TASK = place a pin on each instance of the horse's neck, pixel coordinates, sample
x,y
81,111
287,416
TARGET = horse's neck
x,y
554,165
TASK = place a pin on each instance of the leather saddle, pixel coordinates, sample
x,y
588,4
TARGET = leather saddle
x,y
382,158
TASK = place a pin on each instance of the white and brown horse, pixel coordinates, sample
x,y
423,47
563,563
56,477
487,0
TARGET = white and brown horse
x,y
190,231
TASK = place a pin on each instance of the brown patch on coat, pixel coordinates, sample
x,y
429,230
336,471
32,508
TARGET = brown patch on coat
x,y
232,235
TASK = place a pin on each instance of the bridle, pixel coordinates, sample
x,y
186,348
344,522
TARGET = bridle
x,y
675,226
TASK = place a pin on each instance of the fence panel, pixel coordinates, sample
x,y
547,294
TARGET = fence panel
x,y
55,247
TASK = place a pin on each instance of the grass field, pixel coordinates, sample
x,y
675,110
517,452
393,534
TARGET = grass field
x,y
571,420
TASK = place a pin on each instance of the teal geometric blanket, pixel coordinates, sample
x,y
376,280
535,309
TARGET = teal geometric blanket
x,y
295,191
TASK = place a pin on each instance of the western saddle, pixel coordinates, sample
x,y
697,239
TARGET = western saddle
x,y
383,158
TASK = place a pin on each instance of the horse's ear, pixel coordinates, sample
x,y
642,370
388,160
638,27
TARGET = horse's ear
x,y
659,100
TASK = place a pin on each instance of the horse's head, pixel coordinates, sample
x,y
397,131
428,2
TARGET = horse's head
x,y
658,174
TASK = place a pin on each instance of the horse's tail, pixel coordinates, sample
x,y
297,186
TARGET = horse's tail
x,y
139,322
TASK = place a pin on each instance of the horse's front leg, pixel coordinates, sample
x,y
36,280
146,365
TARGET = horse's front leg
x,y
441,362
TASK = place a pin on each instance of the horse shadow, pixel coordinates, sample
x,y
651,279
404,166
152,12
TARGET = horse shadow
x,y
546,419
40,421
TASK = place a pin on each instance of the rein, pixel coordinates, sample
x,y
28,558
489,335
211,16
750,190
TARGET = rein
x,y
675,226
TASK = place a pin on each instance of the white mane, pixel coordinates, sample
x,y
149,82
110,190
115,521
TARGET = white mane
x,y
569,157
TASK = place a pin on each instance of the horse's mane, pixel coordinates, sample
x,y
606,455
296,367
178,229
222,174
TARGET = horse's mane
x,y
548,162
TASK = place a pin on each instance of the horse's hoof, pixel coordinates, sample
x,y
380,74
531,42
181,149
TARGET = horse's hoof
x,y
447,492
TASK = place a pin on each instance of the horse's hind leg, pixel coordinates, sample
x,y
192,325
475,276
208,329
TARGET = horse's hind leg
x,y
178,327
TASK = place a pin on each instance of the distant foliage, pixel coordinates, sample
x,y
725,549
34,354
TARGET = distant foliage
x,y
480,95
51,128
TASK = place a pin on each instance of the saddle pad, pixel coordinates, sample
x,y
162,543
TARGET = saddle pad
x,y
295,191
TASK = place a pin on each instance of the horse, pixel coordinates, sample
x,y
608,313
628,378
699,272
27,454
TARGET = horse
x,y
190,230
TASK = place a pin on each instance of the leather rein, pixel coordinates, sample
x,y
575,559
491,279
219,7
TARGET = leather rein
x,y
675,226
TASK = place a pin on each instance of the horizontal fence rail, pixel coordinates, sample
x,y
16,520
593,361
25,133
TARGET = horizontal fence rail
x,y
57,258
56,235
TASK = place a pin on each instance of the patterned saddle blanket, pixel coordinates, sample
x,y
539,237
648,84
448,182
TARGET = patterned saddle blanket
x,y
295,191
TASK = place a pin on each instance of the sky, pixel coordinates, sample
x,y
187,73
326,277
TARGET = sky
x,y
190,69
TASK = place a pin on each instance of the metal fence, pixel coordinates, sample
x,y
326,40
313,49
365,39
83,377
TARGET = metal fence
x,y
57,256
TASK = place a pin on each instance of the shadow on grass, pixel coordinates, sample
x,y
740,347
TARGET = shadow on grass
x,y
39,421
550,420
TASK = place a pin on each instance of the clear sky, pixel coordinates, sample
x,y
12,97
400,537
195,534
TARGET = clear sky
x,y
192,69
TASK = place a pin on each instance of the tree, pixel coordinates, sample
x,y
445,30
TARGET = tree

++++++++++

Repeat the listing above without any change.

TASK = place a pin on each instance of the horse's neck, pixel coordinates, sample
x,y
81,111
287,416
TARGET = horse's neck
x,y
554,165
TASK = place a pin on each instance of the leather saddle, pixel coordinates, sample
x,y
588,4
TARGET = leather saddle
x,y
382,158
TASK = place a pin on each instance of the white and brown horse, pixel coordinates, sample
x,y
423,47
563,563
56,477
487,0
TARGET = white and brown horse
x,y
190,231
TASK = place a pin on each instance of the brown patch on coat, pixel coordinates, sample
x,y
429,230
336,471
32,508
TARGET = brown patch on coat
x,y
232,235
TASK = place a pin on each instance of the bridle, pixel coordinates, sample
x,y
186,348
344,522
TARGET = bridle
x,y
675,226
TASK = place a pin on each instance of the fence panel, pixel coordinates, sample
x,y
547,294
TARGET = fence panel
x,y
55,247
TASK = place a pin on each instance of the grass field, pixel coordinates, sample
x,y
675,110
517,452
393,534
TARGET = grass field
x,y
571,420
TASK = place a pin on each instance of the teal geometric blanket, pixel coordinates, sample
x,y
376,280
535,309
TARGET = teal geometric blanket
x,y
295,191
TASK = place a pin on each instance of the western saddle, pixel coordinates, sample
x,y
697,239
TARGET = western saddle
x,y
383,158
TASK = place a pin on each instance of the horse's ear, pixel coordinates, sample
x,y
642,370
388,160
638,27
TARGET = horse's ear
x,y
659,100
TASK = place a pin on each instance of the horse's head, pixel coordinates, sample
x,y
397,131
428,2
TARGET = horse's head
x,y
658,174
TASK = place a pin on each instance of the horse's tail, pixel coordinates, sample
x,y
297,186
TARGET = horse's tail
x,y
139,322
TASK = place a pin on each instance of the horse's front leg, pixel coordinates, sample
x,y
36,280
146,365
TARGET = horse's front leg
x,y
441,362
TASK = place a pin on each instance of the horse shadow, pixel coordinates, sample
x,y
651,279
404,166
152,12
TARGET = horse shadow
x,y
546,419
40,421
TASK = place a pin on each instance of the rein, pixel coordinates, sample
x,y
28,558
489,335
211,16
750,190
TARGET = rein
x,y
675,226
TASK = place a pin on each instance of the white mane, pixel coordinates, sample
x,y
149,82
110,190
115,521
TARGET = white mane
x,y
569,157
TASK = place a pin on each instance of the horse's mane, pixel coordinates, sample
x,y
606,455
296,367
178,229
222,174
TARGET = horse's mane
x,y
548,162
TASK = place a pin on each instance of the horse's hoof, pixel coordinates, sample
x,y
380,74
531,42
181,149
TARGET = horse's hoof
x,y
447,492
TASK = place a pin on each instance of the horse's hind leg, pixel coordinates, sample
x,y
192,325
475,276
208,329
TARGET = horse's hind leg
x,y
178,327
TASK = place a pin on each instance of the distant foliage, pixel coordinates, sample
x,y
725,549
34,354
TARGET = distant foliage
x,y
480,95
51,128
TASK = place a pin on each instance of the saddle pad, pixel coordinates, sample
x,y
162,543
TARGET = saddle pad
x,y
295,191
TASK = place a pin on each instance of the horse, pixel coordinates, sample
x,y
608,313
628,378
699,272
27,454
TARGET = horse
x,y
190,230
TASK = place a pin on each instance of the leather rein, pixel coordinates, sample
x,y
575,559
491,279
219,7
TARGET = leather rein
x,y
675,226
TASK = place a pin on each instance of the horizontal fence rail, pixel coordinates, sample
x,y
16,520
593,361
25,133
TARGET = horizontal fence rail
x,y
57,258
56,235
TASK = place a pin on each instance of the patterned saddle blanket, pixel coordinates, sample
x,y
539,237
648,84
448,182
TARGET = patterned saddle blanket
x,y
295,191
TASK = place a pin on each instance of the sky, pixel coordinates, sample
x,y
187,73
326,277
TARGET = sky
x,y
190,69
TASK = place a pin on each instance of the metal fence, pixel coordinates, sample
x,y
326,40
313,49
365,39
83,377
TARGET = metal fence
x,y
57,256
TASK = place a pin on each instance of the shadow on grass, pixel coordinates, sample
x,y
740,347
TARGET = shadow on grass
x,y
39,421
550,420
TASK = place a pin on each instance of the clear sky, pixel coordinates, sample
x,y
12,97
400,537
195,534
TARGET = clear sky
x,y
192,69
TASK = place a pin on each instance of the tree, pixel coordinates, sample
x,y
445,30
TARGET = tree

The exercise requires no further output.